*** MATERIAL FOR THE TASK ***
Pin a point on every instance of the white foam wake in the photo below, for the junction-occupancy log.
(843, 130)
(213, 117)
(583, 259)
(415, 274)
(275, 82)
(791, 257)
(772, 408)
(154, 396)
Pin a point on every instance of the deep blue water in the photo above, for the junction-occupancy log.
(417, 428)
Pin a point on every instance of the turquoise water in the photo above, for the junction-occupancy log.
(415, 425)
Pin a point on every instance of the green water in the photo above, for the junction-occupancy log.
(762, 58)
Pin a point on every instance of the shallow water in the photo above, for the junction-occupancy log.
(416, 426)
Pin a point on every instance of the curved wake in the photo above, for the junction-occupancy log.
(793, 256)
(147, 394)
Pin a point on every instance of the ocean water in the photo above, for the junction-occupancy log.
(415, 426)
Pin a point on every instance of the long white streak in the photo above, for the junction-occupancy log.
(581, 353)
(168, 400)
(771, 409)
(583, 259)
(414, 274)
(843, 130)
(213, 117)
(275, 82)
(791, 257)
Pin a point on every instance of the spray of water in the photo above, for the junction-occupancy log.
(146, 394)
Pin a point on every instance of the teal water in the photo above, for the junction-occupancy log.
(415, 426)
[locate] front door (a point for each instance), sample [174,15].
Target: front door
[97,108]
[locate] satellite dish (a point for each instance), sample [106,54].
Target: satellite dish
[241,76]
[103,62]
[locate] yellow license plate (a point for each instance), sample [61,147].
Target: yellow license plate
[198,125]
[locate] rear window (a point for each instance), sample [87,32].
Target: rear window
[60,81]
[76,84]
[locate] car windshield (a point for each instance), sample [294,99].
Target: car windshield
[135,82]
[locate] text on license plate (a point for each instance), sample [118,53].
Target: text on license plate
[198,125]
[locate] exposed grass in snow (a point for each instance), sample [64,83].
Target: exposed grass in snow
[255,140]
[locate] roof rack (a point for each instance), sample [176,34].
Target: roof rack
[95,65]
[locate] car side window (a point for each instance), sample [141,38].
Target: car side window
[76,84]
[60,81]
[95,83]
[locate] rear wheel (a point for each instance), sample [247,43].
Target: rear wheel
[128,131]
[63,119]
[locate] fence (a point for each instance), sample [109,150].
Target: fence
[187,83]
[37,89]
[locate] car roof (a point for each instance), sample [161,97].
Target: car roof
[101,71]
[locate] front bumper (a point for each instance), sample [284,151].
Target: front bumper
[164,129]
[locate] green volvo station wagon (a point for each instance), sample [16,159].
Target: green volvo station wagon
***
Rewrite everything from the line containing "[locate] green volvo" down to the end of the listing, swapping "station wagon" for "sedan" and leaving all else unchanged.

ANSWER TO THE TASK ▸
[locate] green volvo sedan (a point for each instance), sample [16,159].
Target: green volvo sedan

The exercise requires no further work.